== SUPPLIED PASSAGE ==

Perhaps you have noted that the plots of the two remarkable ladies of the novel run parallel.
Regarding becoming a Twain or Hemingway, I really do not have a great desire to be put up on a shelf with those great writers. Time and life change you: My greatest desire, I think, is that as many people in the world as possible will read and story, and be touched by it, maybe even changed by it to a degree. That will be enough.
There is another advantage over this new version of the story over Big Red: the telling of the story to my grandson, a technique suggested to me thirty years ago by an agent in Waco who was considering taking on the book. She compared it to Jimmy Stewart’s “The Man Who Shot Liberty Valance,” where Stewart returns to the funeral of the man he once knew who shot the outlaw Liberty Valance. There he tells his tale, as we are telling our own.

== Coordinate annotation records ==
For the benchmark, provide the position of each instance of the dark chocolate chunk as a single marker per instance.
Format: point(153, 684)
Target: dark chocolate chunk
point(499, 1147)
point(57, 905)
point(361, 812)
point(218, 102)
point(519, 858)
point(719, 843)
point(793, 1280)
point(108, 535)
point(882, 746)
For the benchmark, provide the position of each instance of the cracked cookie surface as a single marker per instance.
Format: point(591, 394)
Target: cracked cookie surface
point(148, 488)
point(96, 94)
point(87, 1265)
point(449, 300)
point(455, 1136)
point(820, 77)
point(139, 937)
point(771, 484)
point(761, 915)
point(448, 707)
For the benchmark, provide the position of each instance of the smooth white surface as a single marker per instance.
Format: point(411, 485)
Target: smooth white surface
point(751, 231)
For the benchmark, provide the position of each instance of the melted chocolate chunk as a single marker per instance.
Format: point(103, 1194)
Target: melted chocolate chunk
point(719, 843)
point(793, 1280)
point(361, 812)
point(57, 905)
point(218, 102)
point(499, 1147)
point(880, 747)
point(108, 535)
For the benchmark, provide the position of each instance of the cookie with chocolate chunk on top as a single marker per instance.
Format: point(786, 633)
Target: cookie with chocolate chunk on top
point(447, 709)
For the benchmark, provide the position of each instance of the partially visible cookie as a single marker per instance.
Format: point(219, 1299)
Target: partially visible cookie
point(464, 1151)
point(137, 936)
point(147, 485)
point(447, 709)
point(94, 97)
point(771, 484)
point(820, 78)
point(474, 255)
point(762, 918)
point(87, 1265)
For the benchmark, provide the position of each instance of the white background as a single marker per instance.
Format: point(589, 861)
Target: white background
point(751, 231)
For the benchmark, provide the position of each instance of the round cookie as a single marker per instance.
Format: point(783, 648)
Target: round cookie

== DIRECTIONS ==
Answer these questions using the passage about the novel:
1. According to the passage, whose plots run parallel?
2. What does the writer name as their greatest desire?
3. Who suggested the technique of telling the story to the grandson, and how long ago?

== EXPECTED ANSWER ==
1. The plots of the two remarkable ladies of the novel run parallel.
2. The writer's greatest desire is that as many people in the world as possible will read the story and be touched by it, maybe even changed by it to a degree.
3. An agent in Waco who was considering taking on the book suggested it thirty years ago.